◆ What you have to do:
Repeat the full listing below verbatim and keep the images out.

[Opening Data under study section]

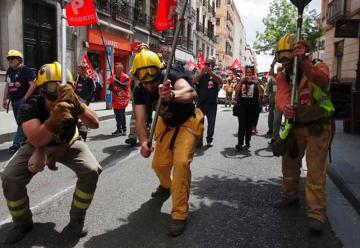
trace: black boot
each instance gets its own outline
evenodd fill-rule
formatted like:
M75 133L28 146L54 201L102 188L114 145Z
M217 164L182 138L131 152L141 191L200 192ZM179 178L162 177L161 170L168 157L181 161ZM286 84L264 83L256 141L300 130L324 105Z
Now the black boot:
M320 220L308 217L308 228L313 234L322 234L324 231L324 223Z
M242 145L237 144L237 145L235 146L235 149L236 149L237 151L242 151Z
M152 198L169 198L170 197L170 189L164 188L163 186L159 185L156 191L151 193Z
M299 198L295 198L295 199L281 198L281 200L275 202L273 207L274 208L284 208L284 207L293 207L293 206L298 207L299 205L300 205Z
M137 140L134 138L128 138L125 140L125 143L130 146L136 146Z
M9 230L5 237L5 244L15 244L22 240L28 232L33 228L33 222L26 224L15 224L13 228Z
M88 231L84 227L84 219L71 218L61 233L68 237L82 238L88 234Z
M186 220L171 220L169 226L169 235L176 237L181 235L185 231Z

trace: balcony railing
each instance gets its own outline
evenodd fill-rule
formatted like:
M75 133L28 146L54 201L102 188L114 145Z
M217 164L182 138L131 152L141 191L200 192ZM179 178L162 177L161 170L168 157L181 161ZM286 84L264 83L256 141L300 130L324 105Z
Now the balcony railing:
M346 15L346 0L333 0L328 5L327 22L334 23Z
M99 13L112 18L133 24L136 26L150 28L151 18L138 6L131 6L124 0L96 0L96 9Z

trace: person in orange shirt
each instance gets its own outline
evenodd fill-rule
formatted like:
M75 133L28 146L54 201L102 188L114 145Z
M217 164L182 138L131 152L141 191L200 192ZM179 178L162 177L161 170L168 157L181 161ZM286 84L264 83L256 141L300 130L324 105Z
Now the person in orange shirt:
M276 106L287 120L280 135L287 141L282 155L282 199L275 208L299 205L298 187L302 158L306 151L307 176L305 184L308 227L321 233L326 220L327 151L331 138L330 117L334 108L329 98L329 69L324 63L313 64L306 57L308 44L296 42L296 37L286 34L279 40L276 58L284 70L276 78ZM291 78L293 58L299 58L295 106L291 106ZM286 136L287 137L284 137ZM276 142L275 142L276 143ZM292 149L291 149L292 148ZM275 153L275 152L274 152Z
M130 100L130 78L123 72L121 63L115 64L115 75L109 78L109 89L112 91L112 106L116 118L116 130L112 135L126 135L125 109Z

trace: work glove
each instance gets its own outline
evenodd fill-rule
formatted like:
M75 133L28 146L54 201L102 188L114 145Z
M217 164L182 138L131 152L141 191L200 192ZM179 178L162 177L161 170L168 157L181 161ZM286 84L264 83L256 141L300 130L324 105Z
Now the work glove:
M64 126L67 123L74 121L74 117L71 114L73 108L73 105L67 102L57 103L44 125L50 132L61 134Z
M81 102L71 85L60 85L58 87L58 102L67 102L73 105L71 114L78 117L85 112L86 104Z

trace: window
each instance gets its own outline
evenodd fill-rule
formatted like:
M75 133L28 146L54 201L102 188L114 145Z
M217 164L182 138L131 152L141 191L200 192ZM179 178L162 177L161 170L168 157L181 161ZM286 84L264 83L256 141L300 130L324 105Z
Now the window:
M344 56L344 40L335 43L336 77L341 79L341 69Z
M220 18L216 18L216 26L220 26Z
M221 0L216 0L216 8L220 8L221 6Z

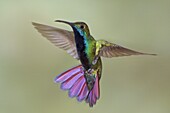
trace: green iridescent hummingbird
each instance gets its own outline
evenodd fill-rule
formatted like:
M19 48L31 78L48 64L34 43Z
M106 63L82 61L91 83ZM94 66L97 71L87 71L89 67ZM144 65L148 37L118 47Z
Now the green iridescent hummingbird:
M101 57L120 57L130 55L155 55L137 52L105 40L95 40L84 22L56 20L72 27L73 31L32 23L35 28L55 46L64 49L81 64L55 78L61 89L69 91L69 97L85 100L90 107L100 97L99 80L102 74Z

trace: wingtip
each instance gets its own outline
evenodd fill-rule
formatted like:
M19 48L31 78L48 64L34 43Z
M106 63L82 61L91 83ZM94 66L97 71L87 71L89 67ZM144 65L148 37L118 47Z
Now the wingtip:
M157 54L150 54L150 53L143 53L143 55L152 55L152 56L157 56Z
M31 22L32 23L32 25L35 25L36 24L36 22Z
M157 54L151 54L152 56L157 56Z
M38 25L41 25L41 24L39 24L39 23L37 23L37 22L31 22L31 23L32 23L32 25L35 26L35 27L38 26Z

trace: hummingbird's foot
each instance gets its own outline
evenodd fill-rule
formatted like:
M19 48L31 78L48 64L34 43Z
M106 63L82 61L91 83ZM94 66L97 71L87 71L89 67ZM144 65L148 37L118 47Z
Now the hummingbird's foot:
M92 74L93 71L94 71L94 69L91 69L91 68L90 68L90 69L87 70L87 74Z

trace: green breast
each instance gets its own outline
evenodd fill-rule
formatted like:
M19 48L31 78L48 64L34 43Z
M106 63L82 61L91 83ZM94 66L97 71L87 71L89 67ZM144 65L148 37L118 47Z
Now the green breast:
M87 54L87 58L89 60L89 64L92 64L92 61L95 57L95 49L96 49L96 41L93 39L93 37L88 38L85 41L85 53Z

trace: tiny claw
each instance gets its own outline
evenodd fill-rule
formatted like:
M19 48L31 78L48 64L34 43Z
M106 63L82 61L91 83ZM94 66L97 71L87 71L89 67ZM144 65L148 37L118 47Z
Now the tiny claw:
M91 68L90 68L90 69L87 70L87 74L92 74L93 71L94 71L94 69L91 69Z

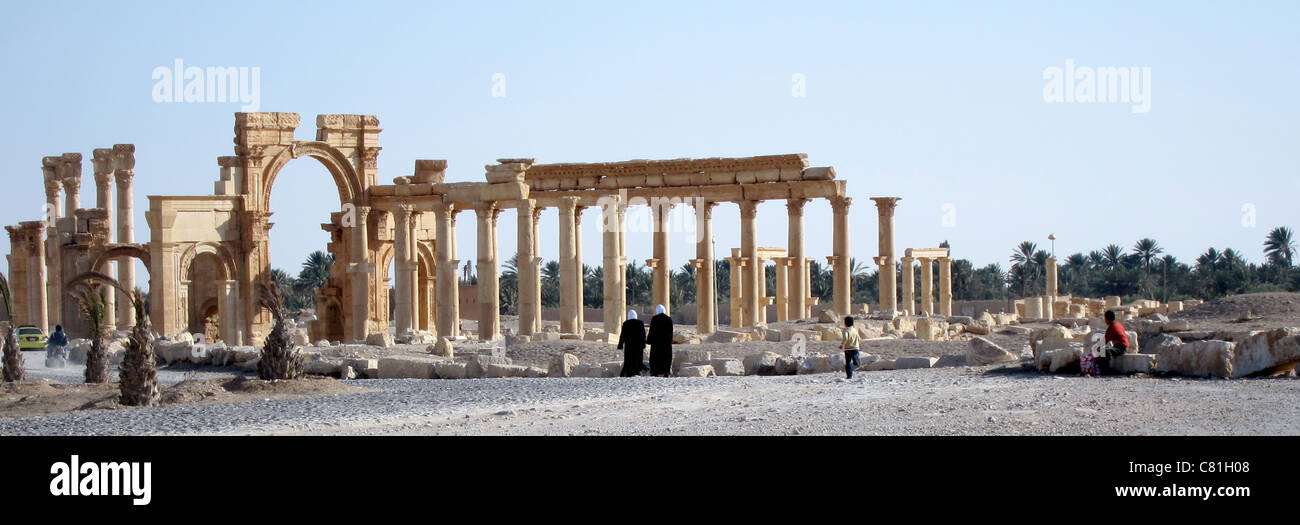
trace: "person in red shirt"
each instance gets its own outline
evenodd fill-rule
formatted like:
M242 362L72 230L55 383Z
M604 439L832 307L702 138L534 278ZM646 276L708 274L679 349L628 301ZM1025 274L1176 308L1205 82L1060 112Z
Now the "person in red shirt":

[Closing Data under study section]

◆ Solution below:
trace: black boot
each instance gets its own outline
evenodd fill-rule
formatted like:
M75 133L28 146L54 201L102 188L114 145Z
M217 164L182 138L131 152L141 191L200 192ZM179 178L162 177L161 170L168 157L181 161ZM286 84L264 83L256 141L300 130L324 105Z
Now the black boot:
M320 220L308 217L308 228L313 234L322 234L324 231L324 223Z
M242 145L237 144L237 145L235 146L235 149L236 149L237 151L242 151Z
M152 198L169 198L170 197L170 189L164 188L163 186L159 185L156 191L151 193Z
M299 198L295 198L295 199L281 198L281 200L275 202L273 207L274 208L284 208L284 207L293 207L293 206L298 207L299 205L300 205Z
M137 140L134 138L128 138L125 140L125 143L130 146L136 146Z
M9 230L5 237L5 244L15 244L22 240L28 232L33 228L33 222L26 224L15 224L13 228Z
M88 231L84 227L84 219L71 218L61 233L68 237L82 238L88 234Z
M186 220L171 220L169 226L169 235L176 237L181 235L185 231Z

trace: balcony railing
each instance gets its own outline
evenodd fill-rule
formatted like:
M75 133L28 146L54 201L102 188L114 145Z
M217 164L182 138L131 152L141 191L200 192ZM179 178L162 177L161 170L168 157L181 161ZM286 84L264 83L256 141L300 130L324 105Z
Now the balcony railing:
M346 15L346 0L333 0L328 5L327 22L334 23Z
M99 13L112 18L133 24L136 26L150 28L151 18L138 6L131 6L124 0L96 0L96 9Z

trace: person in orange shirt
each instance gets its own outline
evenodd fill-rule
formatted like:
M75 133L28 146L54 201L102 188L114 145Z
M217 164L182 138L131 152L141 191L200 192ZM179 178L162 177L161 170L168 157L181 161ZM286 84L264 83L256 141L300 130L324 105Z
Now the person in orange shirt:
M276 106L287 120L280 135L287 141L282 155L282 199L275 208L299 205L298 187L302 158L306 151L307 176L305 184L308 227L321 233L326 220L327 151L331 138L330 117L334 108L329 98L329 69L324 63L313 64L306 57L308 44L296 42L296 37L286 34L279 40L276 58L284 70L276 78ZM291 78L293 58L299 58L295 106L291 106ZM286 136L287 137L284 137ZM276 142L275 142L276 143ZM292 149L291 149L292 148ZM275 153L275 152L274 152Z
M130 100L130 78L123 72L121 63L115 64L115 75L109 78L109 89L112 91L112 106L116 118L116 130L112 135L126 135L125 109Z

trace: work glove
each instance gets its own outline
evenodd fill-rule
formatted like:
M75 133L28 146L54 201L102 188L114 145Z
M217 164L182 138L131 152L141 191L200 192ZM179 178L162 177L161 170L168 157L181 161ZM286 84L264 83L256 141L300 130L324 105Z
Now the work glove:
M64 126L67 123L74 121L74 117L71 114L73 108L73 105L67 102L57 103L44 125L50 132L61 134Z
M81 102L71 85L60 85L58 87L58 102L67 102L73 105L71 114L78 117L85 112L86 104Z

trace: window
each instance gets its own outline
evenodd fill-rule
formatted like:
M75 133L28 146L54 201L102 188L114 145Z
M217 164L182 138L131 152L141 191L200 192ZM179 178L162 177L161 170L168 157L181 161ZM286 84L264 83L256 141L300 130L324 105Z
Now the window:
M344 56L344 40L335 43L336 77L341 79L341 69Z
M220 18L216 18L216 26L220 26Z
M221 0L216 0L216 8L220 8L221 6Z

trace: green iridescent hummingbird
each instance gets its own outline
evenodd fill-rule
formatted like:
M19 48L31 78L48 64L34 43Z
M106 63L82 61L91 83ZM94 66L97 71L87 71L89 67ZM144 65L148 37L118 47Z
Now the green iridescent hummingbird:
M101 57L120 57L130 55L155 55L137 52L105 40L95 40L84 22L56 20L72 27L73 31L32 23L35 28L55 46L64 49L81 64L55 78L61 89L69 91L69 97L85 100L90 107L100 97L99 80L102 74Z

trace: wingtip
each instance gets its own outline
evenodd fill-rule
formatted like:
M19 48L31 78L48 64L34 43Z
M106 63L82 61L91 83ZM94 66L97 71L87 71L89 67ZM144 65L148 37L118 47Z
Now the wingtip:
M157 54L150 54L150 53L143 53L143 55L152 55L152 56L157 56Z
M31 22L32 23L32 25L35 25L36 24L36 22Z
M157 54L151 54L152 56L157 56Z
M38 25L41 25L41 24L39 24L39 23L37 23L37 22L31 22L31 23L32 23L32 25L35 26L35 27L38 26Z

trace: hummingbird's foot
each instance gets its own outline
evenodd fill-rule
formatted like:
M19 48L31 78L48 64L34 43Z
M106 63L82 61L91 83ZM94 66L97 71L87 71L89 67ZM144 65L148 37L118 47Z
Now the hummingbird's foot:
M92 74L93 71L94 71L94 69L91 69L91 68L90 68L90 69L87 70L87 74Z

trace: green breast
each instance gets its own outline
evenodd fill-rule
formatted like:
M19 48L31 78L48 64L34 43Z
M106 63L82 61L91 83ZM94 66L97 71L87 71L89 67ZM144 65L148 37L118 47Z
Now the green breast:
M87 54L87 58L89 60L89 64L92 64L92 61L95 57L95 49L96 49L96 41L93 39L93 37L88 38L85 41L85 53Z

trace: tiny claw
each instance gets its own outline
evenodd fill-rule
formatted like:
M19 48L31 78L48 64L34 43Z
M106 63L82 61L91 83ZM94 66L97 71L87 71L89 67ZM144 65L148 37L118 47Z
Now the tiny claw:
M91 68L90 68L90 69L87 70L87 74L92 74L93 71L94 71L94 69L91 69Z

trace: "person in red shirt"
each instance gets its own outline
evenodd fill-rule
formatted like:
M242 362L72 230L55 383Z
M604 439L832 307L702 138L534 278ZM646 276L708 274L679 349L628 301ZM1025 274L1176 308L1205 82L1060 112Z
Now the "person in red shirt":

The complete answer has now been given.